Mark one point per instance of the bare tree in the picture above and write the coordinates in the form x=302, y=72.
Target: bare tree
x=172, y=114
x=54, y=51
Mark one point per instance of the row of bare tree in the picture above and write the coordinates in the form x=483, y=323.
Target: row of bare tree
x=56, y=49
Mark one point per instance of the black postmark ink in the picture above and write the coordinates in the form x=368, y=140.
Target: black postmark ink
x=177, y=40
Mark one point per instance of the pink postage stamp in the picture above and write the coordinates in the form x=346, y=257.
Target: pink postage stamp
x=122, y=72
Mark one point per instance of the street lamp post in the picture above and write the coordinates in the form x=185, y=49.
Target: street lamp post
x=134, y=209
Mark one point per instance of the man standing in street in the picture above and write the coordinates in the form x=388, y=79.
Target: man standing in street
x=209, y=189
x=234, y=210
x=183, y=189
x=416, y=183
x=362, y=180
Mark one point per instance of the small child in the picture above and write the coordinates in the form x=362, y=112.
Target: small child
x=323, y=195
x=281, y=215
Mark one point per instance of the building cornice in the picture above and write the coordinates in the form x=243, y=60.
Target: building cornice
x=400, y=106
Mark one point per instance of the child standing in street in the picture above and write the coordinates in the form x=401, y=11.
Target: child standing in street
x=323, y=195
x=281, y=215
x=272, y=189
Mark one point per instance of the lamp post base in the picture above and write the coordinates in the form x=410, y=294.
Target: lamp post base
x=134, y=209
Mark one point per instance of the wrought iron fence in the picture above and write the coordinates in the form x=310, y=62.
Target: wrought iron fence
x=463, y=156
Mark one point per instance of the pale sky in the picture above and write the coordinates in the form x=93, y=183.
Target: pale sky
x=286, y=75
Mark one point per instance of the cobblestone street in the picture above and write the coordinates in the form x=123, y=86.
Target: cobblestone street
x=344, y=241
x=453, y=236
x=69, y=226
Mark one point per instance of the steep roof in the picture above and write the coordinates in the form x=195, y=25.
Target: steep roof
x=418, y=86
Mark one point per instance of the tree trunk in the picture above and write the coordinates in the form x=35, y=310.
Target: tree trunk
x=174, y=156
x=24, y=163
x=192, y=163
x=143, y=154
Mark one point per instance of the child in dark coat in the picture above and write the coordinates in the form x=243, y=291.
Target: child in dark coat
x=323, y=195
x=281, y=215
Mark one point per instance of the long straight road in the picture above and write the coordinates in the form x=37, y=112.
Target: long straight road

## Try it
Reading through the preceding records, tally each line that holds the word "straight" and give the tally by itself.

## Written answer
2